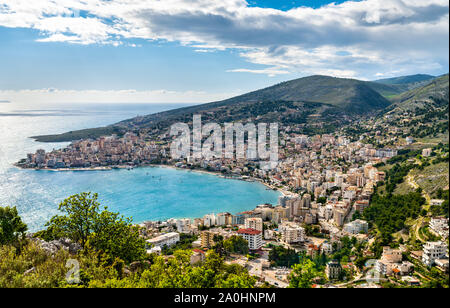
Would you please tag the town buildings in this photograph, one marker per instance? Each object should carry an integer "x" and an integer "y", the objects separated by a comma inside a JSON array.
[
  {"x": 433, "y": 251},
  {"x": 253, "y": 237}
]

§ PROBLEM DETAILS:
Could you rewrite the entries with "town buildings" replaced by "houses" and everything else unchanged, leaving out the pictures?

§ ANSWER TO THIS EXERCISE:
Would you please tag the houses in this photograph, one marker per instance? Each object should carry an integer "x" and an integer "y", the objects separated by a comma inside a JSON array.
[
  {"x": 433, "y": 251},
  {"x": 253, "y": 237}
]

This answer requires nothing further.